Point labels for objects
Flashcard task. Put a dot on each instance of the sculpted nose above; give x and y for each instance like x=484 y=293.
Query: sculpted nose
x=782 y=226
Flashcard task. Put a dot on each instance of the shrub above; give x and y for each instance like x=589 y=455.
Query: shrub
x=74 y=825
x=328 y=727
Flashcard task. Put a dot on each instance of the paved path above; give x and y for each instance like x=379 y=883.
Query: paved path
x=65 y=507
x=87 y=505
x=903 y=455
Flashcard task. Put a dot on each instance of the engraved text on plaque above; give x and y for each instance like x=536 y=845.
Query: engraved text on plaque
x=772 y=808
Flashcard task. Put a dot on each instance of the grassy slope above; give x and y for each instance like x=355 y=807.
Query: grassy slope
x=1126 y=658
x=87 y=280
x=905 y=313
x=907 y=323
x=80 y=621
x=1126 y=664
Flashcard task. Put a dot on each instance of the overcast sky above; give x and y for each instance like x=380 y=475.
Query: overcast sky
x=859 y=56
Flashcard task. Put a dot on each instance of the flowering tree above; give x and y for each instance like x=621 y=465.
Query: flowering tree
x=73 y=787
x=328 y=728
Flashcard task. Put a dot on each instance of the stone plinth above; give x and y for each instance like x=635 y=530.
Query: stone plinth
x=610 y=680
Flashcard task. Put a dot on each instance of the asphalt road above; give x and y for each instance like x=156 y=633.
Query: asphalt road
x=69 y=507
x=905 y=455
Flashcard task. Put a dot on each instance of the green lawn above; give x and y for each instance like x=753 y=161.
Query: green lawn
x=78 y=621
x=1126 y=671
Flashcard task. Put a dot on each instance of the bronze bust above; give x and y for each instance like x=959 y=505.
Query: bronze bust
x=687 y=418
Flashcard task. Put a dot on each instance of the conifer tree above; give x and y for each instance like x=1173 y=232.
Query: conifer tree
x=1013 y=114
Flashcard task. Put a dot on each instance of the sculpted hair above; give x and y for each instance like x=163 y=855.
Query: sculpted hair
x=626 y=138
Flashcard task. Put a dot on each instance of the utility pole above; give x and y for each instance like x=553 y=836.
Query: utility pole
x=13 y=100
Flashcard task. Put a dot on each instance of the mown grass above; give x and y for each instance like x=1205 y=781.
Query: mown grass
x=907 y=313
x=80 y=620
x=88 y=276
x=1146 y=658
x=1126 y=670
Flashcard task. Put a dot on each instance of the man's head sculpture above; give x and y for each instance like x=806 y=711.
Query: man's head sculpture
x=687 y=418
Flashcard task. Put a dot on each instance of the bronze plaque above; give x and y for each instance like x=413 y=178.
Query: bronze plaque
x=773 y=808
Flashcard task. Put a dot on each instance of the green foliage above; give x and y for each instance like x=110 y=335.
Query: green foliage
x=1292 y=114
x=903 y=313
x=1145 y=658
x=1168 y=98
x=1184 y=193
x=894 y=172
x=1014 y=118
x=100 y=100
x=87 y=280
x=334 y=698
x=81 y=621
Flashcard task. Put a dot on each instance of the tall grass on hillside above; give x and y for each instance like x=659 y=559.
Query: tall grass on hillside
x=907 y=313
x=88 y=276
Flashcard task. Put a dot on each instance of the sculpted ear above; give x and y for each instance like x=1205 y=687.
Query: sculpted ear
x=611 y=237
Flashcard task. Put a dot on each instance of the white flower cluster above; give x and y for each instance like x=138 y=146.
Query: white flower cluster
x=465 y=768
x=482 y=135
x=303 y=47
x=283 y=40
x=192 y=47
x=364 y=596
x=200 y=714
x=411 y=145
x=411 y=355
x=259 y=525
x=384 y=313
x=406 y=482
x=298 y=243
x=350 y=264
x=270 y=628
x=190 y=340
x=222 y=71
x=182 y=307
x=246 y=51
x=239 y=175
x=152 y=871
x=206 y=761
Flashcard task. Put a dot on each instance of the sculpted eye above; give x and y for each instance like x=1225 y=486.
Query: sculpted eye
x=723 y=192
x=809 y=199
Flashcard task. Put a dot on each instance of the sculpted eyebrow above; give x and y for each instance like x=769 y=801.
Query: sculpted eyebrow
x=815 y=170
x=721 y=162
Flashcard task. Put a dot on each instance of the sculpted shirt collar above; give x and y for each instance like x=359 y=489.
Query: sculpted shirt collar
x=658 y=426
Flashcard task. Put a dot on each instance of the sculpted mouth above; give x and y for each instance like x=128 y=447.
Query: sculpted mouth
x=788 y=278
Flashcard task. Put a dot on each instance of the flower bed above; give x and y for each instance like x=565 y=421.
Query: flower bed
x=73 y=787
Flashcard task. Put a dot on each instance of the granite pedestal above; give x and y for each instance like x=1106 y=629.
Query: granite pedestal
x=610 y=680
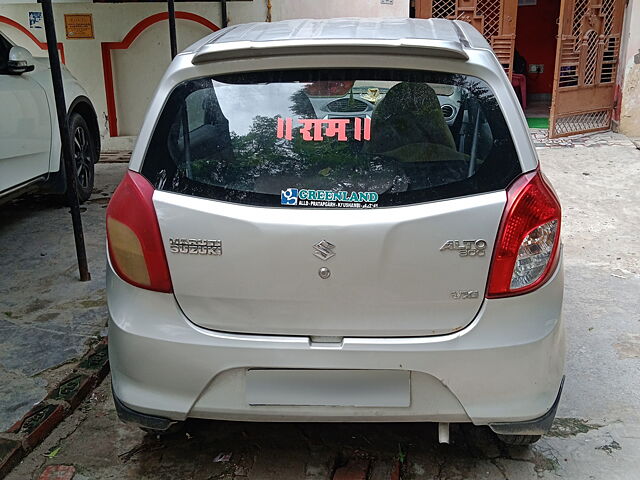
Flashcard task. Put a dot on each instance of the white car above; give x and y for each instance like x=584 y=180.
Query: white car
x=337 y=220
x=30 y=153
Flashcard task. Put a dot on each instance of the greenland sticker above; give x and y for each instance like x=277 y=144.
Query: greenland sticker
x=328 y=198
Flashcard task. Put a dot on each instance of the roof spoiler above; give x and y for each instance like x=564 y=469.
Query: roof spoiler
x=246 y=49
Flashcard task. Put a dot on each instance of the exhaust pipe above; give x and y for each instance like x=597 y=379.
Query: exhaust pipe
x=443 y=432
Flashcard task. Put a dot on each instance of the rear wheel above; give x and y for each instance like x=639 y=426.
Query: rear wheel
x=519 y=439
x=83 y=152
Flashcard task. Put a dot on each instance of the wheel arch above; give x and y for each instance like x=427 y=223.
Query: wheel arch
x=83 y=107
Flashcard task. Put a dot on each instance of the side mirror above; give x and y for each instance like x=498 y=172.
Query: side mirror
x=20 y=61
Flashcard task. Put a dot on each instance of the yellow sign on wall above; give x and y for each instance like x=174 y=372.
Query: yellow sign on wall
x=79 y=25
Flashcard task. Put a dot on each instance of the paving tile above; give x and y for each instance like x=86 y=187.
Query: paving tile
x=73 y=389
x=58 y=472
x=37 y=424
x=97 y=361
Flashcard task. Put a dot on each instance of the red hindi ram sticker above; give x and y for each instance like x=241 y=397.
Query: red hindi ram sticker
x=312 y=129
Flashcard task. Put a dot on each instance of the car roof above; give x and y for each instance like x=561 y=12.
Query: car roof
x=443 y=37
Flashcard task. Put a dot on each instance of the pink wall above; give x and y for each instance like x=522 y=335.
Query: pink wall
x=536 y=32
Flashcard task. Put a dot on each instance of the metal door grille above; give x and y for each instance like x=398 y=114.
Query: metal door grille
x=586 y=65
x=495 y=19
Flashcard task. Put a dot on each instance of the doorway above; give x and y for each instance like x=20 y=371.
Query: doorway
x=535 y=56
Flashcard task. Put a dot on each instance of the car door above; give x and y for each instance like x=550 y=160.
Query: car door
x=25 y=126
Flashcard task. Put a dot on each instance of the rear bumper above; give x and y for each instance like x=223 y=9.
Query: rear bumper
x=506 y=367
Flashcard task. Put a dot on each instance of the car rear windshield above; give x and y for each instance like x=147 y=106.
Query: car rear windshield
x=331 y=138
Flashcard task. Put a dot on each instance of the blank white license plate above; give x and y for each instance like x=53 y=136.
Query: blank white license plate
x=344 y=388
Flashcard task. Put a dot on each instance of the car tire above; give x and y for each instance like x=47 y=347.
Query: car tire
x=83 y=151
x=519 y=440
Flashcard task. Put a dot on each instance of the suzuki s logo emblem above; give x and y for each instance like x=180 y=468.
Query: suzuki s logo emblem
x=324 y=250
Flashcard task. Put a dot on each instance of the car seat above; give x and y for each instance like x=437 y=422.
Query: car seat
x=408 y=125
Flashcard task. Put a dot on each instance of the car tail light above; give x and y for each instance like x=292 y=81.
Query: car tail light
x=526 y=249
x=133 y=236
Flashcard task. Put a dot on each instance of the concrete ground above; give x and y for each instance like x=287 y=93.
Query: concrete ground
x=596 y=435
x=47 y=316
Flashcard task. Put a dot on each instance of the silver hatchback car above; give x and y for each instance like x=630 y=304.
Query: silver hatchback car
x=337 y=220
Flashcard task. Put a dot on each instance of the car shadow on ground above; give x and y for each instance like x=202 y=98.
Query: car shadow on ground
x=317 y=450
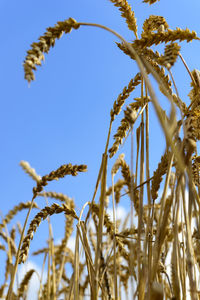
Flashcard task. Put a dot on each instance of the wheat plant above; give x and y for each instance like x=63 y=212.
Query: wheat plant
x=154 y=252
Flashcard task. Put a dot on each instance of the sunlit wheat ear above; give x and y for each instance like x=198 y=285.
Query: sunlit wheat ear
x=170 y=55
x=30 y=171
x=157 y=175
x=42 y=215
x=154 y=23
x=124 y=95
x=164 y=37
x=46 y=41
x=127 y=13
x=59 y=196
x=24 y=284
x=189 y=141
x=12 y=213
x=195 y=92
x=123 y=128
x=59 y=173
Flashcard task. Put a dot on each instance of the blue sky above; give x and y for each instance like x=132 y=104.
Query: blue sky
x=63 y=116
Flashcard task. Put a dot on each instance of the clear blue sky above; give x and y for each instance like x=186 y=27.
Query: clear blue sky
x=64 y=115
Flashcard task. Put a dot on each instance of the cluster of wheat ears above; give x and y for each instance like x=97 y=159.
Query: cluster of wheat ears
x=154 y=254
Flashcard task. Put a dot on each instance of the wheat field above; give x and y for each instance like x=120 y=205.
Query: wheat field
x=153 y=252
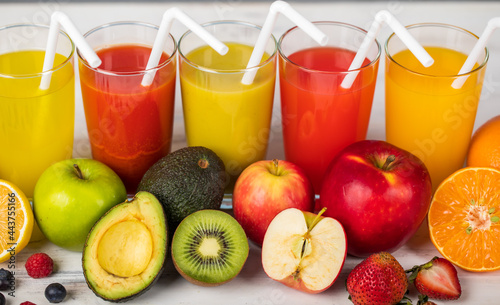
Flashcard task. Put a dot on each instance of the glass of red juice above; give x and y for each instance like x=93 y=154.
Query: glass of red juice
x=129 y=125
x=319 y=117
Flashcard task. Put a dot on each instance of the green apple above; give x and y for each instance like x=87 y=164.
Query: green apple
x=71 y=195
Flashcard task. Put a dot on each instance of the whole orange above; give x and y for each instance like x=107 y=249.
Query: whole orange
x=484 y=149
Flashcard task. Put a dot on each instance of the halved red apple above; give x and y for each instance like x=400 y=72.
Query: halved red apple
x=303 y=250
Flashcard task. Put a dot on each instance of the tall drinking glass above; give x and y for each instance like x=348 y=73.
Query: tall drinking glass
x=424 y=113
x=36 y=126
x=220 y=112
x=319 y=116
x=129 y=125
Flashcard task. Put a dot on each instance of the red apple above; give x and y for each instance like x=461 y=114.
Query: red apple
x=266 y=188
x=303 y=250
x=379 y=192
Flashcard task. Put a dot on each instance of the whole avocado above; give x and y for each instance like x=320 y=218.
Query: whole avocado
x=185 y=181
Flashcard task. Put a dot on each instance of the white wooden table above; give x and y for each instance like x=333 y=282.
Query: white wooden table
x=252 y=286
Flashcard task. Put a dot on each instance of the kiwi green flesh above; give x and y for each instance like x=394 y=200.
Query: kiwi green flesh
x=209 y=248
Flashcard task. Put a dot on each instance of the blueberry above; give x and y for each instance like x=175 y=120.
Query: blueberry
x=4 y=284
x=55 y=293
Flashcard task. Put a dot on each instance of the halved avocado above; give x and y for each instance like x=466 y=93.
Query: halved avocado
x=126 y=249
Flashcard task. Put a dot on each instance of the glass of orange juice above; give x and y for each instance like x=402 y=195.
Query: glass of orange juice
x=220 y=112
x=424 y=113
x=36 y=126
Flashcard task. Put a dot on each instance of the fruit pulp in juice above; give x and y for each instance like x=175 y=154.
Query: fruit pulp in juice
x=221 y=113
x=428 y=117
x=319 y=117
x=129 y=126
x=36 y=126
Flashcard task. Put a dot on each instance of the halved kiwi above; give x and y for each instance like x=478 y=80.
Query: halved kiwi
x=209 y=248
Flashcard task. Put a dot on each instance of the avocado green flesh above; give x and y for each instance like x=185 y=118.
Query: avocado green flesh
x=146 y=210
x=209 y=247
x=185 y=181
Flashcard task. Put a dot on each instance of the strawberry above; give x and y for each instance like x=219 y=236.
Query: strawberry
x=436 y=279
x=378 y=280
x=424 y=300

DESCRIPTION OF THE TASK —
Quote every line of the listing from the one containing "Flashcard task. Put a dot on each instance of the roof" down to the one containing "x=443 y=432", including both of those lines, and reproduce each one precisely.

TASK RESULT —
Flashcard task. Put a dot on each instance of the roof spoiler above; give x and y for each instance like x=564 y=469.
Query: roof spoiler
x=246 y=49
Flashcard task. Put a dot on each instance of the exhaust pipe above; give x and y for each instance like x=597 y=379.
Query: exhaust pipe
x=443 y=432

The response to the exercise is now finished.